=== Directions ===
Every line from the one bearing "Reviewer note: every instance of the green tree" through the last line of the records below is to be output exactly, and no other line; leave out the pictures.

---*---

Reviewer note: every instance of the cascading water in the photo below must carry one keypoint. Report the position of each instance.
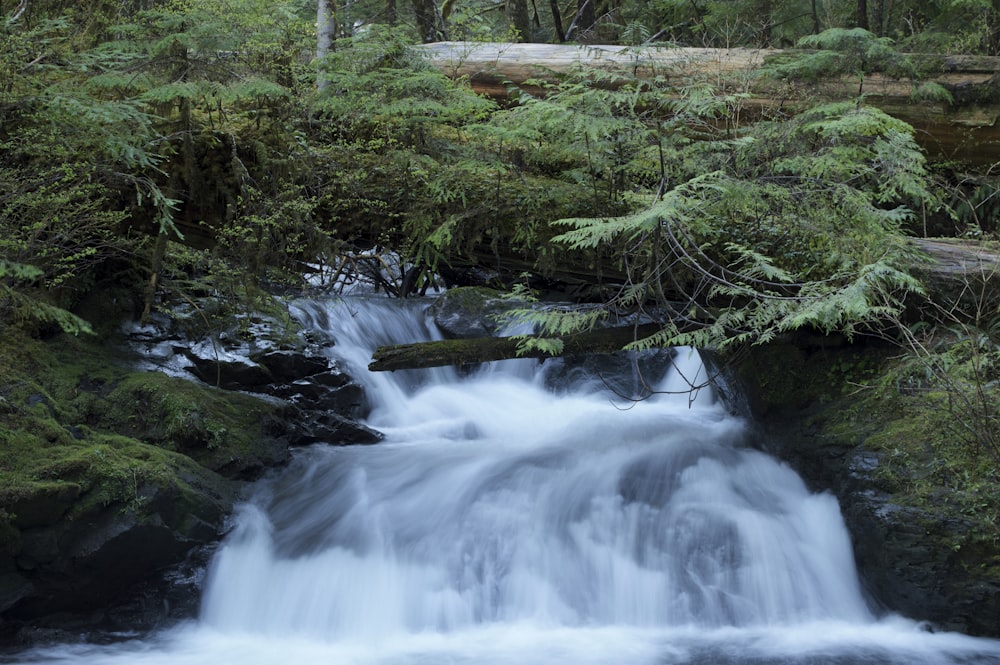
(525, 513)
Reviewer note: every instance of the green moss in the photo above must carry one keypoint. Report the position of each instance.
(80, 433)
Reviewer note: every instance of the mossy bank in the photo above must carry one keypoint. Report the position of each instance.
(108, 474)
(896, 443)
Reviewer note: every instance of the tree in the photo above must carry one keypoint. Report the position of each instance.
(326, 32)
(517, 12)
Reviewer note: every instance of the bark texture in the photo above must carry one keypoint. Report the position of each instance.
(965, 130)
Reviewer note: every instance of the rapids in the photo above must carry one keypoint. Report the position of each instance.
(531, 513)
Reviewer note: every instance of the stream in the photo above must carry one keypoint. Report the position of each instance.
(532, 513)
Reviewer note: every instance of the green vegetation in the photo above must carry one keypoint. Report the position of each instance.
(181, 148)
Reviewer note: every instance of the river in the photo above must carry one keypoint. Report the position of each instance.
(530, 513)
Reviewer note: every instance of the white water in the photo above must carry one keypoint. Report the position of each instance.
(526, 514)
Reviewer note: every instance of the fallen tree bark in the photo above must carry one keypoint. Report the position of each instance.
(966, 129)
(458, 352)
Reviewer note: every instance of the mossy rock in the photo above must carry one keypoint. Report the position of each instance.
(921, 503)
(108, 475)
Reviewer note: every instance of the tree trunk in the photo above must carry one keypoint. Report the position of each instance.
(484, 349)
(517, 14)
(557, 20)
(965, 130)
(428, 21)
(326, 32)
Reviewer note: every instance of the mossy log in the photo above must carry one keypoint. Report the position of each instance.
(484, 349)
(966, 129)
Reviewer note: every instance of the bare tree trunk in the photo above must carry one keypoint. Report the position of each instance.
(557, 20)
(428, 21)
(879, 19)
(517, 14)
(18, 11)
(764, 11)
(326, 32)
(485, 349)
(862, 15)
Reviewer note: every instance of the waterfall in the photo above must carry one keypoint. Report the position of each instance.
(530, 512)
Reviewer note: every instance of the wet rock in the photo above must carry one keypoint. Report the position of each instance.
(84, 564)
(471, 311)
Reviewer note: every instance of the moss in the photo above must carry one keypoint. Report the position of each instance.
(80, 433)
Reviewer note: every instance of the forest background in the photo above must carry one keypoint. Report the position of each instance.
(224, 148)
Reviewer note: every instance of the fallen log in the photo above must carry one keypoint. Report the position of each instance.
(966, 129)
(459, 352)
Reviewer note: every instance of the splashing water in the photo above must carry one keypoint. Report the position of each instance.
(524, 513)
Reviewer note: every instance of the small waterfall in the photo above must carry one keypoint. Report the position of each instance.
(526, 513)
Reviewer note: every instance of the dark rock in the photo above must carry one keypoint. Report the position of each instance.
(46, 506)
(84, 564)
(286, 366)
(229, 374)
(331, 428)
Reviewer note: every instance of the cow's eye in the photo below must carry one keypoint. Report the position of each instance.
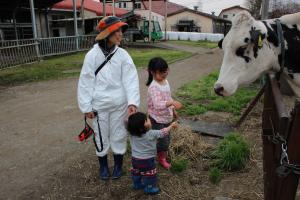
(241, 53)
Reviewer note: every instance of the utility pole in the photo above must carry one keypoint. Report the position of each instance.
(150, 20)
(265, 9)
(114, 4)
(82, 17)
(104, 9)
(166, 18)
(75, 24)
(34, 27)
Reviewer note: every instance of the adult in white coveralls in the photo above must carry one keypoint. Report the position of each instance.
(109, 95)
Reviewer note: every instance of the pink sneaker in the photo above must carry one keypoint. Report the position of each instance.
(162, 159)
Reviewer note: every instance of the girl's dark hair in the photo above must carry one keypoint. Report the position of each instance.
(156, 64)
(136, 124)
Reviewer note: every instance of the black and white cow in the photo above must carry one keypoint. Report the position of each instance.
(252, 48)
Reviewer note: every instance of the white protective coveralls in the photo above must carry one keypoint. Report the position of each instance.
(109, 93)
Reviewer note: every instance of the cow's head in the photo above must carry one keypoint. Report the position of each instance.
(247, 54)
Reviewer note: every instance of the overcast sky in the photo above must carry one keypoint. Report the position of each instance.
(209, 6)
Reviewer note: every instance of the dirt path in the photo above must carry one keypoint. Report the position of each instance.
(40, 121)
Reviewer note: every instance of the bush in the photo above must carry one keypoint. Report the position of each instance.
(215, 175)
(179, 165)
(232, 153)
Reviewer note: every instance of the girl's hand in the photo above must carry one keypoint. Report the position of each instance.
(90, 115)
(131, 109)
(169, 103)
(175, 115)
(177, 105)
(174, 125)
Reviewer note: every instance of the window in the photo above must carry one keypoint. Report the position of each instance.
(57, 17)
(137, 5)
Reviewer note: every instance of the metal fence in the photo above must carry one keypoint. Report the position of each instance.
(15, 52)
(281, 149)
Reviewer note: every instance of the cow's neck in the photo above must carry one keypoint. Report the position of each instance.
(292, 38)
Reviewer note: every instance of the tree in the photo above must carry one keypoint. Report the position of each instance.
(254, 7)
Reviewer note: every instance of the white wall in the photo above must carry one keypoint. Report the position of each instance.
(193, 36)
(155, 17)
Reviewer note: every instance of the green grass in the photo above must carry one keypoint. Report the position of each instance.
(232, 153)
(214, 175)
(199, 97)
(201, 43)
(179, 165)
(70, 65)
(141, 57)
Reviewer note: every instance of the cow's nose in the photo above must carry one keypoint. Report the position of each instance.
(219, 89)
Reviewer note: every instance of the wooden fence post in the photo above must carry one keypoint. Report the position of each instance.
(268, 147)
(289, 184)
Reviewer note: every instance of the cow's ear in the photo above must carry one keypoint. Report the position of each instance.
(220, 43)
(256, 37)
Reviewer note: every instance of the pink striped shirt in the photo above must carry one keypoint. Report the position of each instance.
(158, 96)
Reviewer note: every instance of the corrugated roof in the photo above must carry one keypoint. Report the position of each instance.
(7, 6)
(90, 5)
(233, 7)
(200, 13)
(159, 7)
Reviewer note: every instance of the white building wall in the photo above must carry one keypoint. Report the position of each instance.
(155, 17)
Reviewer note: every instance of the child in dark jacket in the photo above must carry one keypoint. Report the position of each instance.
(143, 146)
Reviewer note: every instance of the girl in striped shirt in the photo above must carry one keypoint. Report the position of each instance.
(161, 106)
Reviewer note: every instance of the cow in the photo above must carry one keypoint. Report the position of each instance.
(252, 48)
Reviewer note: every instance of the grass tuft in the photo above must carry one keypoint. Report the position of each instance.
(199, 97)
(179, 165)
(214, 175)
(232, 153)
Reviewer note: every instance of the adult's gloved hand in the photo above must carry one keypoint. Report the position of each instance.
(90, 115)
(131, 109)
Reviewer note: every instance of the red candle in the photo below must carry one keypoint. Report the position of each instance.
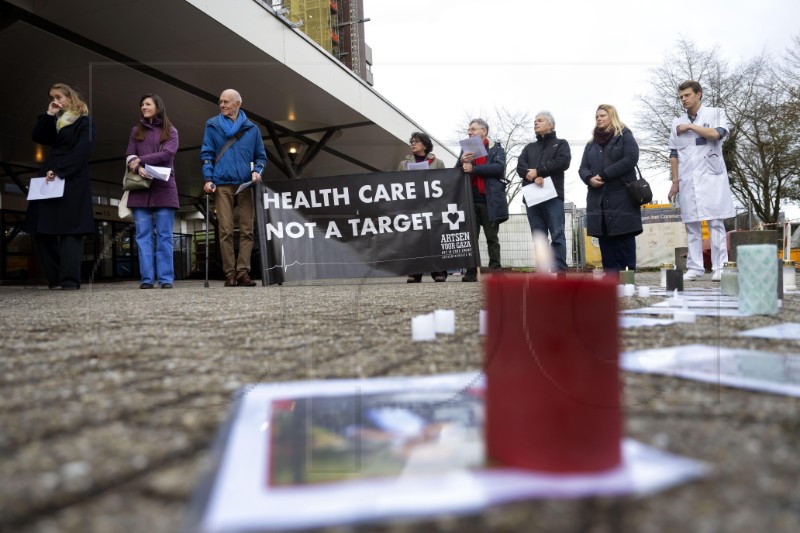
(553, 398)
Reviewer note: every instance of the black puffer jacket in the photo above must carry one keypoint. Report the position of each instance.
(550, 157)
(610, 202)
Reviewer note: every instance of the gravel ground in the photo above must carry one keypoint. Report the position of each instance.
(110, 398)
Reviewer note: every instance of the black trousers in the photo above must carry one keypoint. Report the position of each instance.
(618, 252)
(60, 256)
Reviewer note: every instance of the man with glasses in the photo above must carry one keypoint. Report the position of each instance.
(488, 178)
(548, 157)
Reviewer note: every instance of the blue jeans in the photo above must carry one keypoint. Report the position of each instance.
(165, 218)
(549, 216)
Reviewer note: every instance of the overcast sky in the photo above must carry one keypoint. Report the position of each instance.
(441, 60)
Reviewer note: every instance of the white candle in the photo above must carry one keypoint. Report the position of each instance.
(629, 290)
(445, 321)
(758, 279)
(423, 328)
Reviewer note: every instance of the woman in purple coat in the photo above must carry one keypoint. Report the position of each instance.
(154, 142)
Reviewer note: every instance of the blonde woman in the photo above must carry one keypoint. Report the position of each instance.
(59, 224)
(608, 162)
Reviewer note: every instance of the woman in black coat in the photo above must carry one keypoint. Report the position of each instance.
(59, 224)
(608, 162)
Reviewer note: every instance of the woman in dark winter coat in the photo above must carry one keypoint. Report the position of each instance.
(609, 161)
(59, 224)
(154, 142)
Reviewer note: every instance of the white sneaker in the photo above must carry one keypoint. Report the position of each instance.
(693, 275)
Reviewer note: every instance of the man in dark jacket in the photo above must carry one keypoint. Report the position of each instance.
(242, 161)
(548, 157)
(488, 178)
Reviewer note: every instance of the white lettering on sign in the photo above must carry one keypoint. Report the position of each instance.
(293, 230)
(385, 224)
(307, 199)
(380, 193)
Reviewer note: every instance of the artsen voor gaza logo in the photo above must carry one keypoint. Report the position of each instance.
(453, 216)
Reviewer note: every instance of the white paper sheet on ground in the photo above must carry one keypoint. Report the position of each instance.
(707, 302)
(243, 186)
(788, 331)
(241, 498)
(41, 189)
(474, 145)
(747, 369)
(686, 290)
(157, 173)
(534, 194)
(643, 322)
(699, 311)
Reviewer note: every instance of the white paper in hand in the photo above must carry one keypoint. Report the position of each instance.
(41, 189)
(534, 194)
(422, 165)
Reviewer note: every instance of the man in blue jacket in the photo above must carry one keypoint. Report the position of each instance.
(233, 154)
(488, 179)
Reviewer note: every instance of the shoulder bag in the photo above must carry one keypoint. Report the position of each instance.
(132, 181)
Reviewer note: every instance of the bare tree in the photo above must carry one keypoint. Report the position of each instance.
(761, 151)
(513, 130)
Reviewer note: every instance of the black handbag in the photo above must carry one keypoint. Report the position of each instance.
(639, 190)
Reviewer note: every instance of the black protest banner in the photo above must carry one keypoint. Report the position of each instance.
(366, 225)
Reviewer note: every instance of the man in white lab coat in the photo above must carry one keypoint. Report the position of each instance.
(699, 174)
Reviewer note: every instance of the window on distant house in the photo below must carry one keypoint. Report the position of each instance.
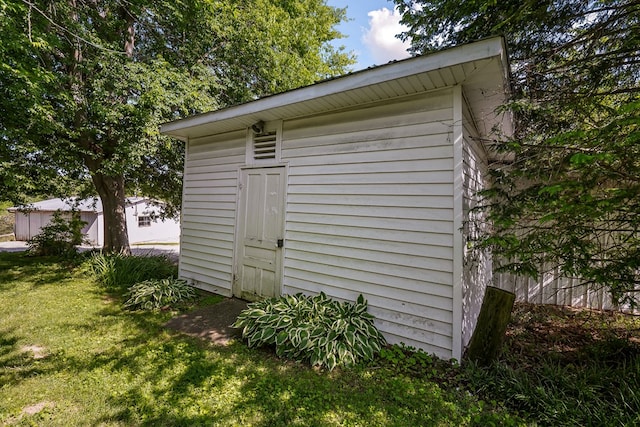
(144, 221)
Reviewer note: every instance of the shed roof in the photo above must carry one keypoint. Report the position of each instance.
(85, 205)
(480, 67)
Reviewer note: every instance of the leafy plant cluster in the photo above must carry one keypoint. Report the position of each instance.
(316, 329)
(565, 368)
(565, 193)
(416, 363)
(117, 272)
(155, 294)
(59, 237)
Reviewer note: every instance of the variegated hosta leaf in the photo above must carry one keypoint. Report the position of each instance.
(318, 329)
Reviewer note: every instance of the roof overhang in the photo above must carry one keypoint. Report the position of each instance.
(480, 67)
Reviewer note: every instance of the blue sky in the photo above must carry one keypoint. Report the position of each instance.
(370, 31)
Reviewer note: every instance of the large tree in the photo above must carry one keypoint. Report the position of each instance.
(570, 198)
(84, 85)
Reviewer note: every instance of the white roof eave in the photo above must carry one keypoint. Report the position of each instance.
(283, 106)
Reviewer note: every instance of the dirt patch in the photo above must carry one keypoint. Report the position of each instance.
(38, 407)
(570, 335)
(212, 323)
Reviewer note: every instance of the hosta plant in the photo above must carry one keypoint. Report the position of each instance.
(154, 294)
(316, 329)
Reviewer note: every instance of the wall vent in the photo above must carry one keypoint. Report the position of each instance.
(264, 146)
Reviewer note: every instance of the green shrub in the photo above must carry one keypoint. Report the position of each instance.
(60, 237)
(117, 272)
(316, 329)
(158, 293)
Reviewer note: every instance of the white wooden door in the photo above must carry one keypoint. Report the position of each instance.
(260, 233)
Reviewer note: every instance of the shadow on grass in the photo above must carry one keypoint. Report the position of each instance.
(38, 270)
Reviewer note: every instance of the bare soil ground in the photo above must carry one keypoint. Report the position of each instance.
(567, 334)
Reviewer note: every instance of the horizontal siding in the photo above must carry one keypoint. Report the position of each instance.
(370, 211)
(208, 213)
(552, 288)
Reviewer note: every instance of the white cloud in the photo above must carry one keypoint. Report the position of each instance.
(380, 38)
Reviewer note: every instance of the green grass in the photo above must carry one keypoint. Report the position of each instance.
(70, 355)
(6, 219)
(97, 364)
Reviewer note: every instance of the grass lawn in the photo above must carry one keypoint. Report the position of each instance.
(70, 355)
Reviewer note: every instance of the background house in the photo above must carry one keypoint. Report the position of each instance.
(361, 184)
(142, 226)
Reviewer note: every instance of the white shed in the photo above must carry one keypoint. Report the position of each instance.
(354, 185)
(143, 224)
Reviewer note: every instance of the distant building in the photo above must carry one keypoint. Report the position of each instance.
(143, 224)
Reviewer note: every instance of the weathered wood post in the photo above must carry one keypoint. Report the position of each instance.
(495, 313)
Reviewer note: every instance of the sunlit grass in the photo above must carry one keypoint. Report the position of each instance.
(96, 364)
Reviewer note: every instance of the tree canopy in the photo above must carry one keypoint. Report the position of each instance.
(571, 196)
(85, 85)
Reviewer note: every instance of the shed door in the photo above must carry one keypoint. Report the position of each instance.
(260, 233)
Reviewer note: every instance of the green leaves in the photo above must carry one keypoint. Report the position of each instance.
(316, 329)
(568, 197)
(155, 294)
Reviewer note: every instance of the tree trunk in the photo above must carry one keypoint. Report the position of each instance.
(112, 194)
(495, 313)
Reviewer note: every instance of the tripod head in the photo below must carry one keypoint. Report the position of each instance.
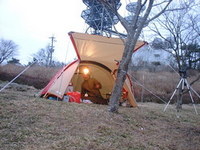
(183, 72)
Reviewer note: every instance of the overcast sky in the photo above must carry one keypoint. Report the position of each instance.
(30, 23)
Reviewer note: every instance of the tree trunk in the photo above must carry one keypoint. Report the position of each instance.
(121, 76)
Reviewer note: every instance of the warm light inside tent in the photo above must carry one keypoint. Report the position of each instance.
(86, 71)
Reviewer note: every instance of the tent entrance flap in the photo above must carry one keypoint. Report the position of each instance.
(96, 71)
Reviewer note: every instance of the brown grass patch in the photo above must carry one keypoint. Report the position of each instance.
(30, 123)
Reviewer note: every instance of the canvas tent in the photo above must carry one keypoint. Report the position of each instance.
(99, 54)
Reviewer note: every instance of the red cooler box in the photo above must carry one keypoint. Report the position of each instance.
(74, 97)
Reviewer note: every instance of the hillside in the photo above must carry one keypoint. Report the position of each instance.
(31, 123)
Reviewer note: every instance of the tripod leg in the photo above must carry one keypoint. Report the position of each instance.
(173, 94)
(191, 97)
(180, 96)
(194, 91)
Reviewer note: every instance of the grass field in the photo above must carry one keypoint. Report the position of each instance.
(32, 123)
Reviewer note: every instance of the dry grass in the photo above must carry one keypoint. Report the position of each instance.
(30, 123)
(36, 76)
(162, 84)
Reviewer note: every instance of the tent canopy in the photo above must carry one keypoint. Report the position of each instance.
(101, 49)
(99, 54)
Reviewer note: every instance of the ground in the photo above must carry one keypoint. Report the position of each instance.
(31, 123)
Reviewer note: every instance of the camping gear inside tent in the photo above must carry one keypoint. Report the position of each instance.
(99, 54)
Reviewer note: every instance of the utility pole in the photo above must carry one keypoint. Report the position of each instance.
(51, 49)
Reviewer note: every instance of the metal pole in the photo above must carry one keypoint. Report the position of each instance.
(17, 76)
(187, 84)
(173, 94)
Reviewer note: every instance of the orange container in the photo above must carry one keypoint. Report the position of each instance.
(74, 97)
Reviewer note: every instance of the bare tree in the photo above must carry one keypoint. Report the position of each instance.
(43, 56)
(176, 28)
(8, 49)
(141, 16)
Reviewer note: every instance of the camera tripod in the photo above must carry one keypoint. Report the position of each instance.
(181, 85)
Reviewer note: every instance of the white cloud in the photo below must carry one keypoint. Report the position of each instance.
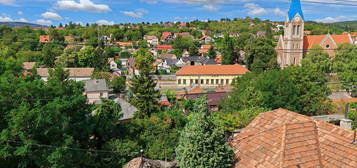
(139, 13)
(210, 7)
(22, 20)
(104, 22)
(255, 9)
(82, 5)
(331, 19)
(5, 19)
(51, 15)
(7, 2)
(279, 12)
(44, 22)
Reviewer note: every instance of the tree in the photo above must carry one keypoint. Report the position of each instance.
(319, 58)
(211, 53)
(144, 61)
(346, 67)
(261, 55)
(145, 96)
(119, 84)
(228, 51)
(311, 84)
(50, 52)
(201, 144)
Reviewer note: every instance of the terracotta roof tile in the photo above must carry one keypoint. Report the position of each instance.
(43, 72)
(213, 70)
(281, 138)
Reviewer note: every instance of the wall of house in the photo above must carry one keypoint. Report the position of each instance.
(205, 81)
(95, 96)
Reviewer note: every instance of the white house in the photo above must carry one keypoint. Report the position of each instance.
(76, 74)
(95, 90)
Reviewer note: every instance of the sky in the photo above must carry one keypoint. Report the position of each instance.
(109, 12)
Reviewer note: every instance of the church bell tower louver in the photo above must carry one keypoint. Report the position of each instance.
(293, 40)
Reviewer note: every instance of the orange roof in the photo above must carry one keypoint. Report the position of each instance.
(281, 139)
(73, 72)
(28, 65)
(341, 39)
(124, 43)
(207, 46)
(345, 100)
(213, 70)
(164, 47)
(312, 40)
(44, 39)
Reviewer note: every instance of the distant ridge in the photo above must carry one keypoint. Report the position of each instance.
(22, 24)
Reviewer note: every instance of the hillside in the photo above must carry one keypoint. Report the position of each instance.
(22, 24)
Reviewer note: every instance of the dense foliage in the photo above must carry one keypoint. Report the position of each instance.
(201, 143)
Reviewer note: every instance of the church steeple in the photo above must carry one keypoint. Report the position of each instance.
(295, 8)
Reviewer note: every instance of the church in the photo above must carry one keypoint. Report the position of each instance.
(294, 44)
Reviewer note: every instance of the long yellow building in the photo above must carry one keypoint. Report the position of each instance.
(208, 76)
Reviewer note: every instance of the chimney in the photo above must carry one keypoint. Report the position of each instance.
(346, 123)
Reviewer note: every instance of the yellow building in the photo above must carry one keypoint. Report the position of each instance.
(208, 76)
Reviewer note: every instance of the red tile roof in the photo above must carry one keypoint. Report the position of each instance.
(213, 70)
(341, 39)
(78, 72)
(314, 40)
(164, 47)
(281, 139)
(44, 39)
(28, 65)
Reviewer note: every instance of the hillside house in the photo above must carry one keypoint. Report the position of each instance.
(45, 39)
(76, 74)
(95, 90)
(152, 40)
(208, 76)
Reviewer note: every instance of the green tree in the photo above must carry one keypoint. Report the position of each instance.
(228, 52)
(201, 144)
(144, 61)
(319, 58)
(261, 55)
(50, 52)
(145, 96)
(118, 84)
(345, 64)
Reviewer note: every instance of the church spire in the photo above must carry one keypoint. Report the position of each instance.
(295, 8)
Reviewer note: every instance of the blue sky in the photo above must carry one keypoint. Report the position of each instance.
(49, 12)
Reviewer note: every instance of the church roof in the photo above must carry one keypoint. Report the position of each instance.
(295, 8)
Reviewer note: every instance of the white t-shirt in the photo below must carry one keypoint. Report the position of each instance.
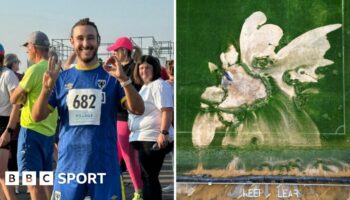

---*---

=== Response to this task ===
Reviewer note: every instance of the green tree in the photo above must carry one keypoint. Report the position of each instance.
(228, 52)
(201, 144)
(144, 61)
(319, 58)
(261, 55)
(50, 52)
(145, 96)
(118, 84)
(345, 64)
Reviewer note: every instance of the church spire in the photo above must carry one keypoint. Report the position of each instance.
(295, 8)
Reviewer note: every instance of the blue sky in the photo above must carry one keypoint. Report the position of each instance.
(49, 12)
Reviewer note: every instance of the church roof in the photo above must carry one keypoint. Report the position of each instance.
(295, 8)
Reviewer note: every instance of the white t-shirt in the photo below must carry one keypoint. Report the position of each instance.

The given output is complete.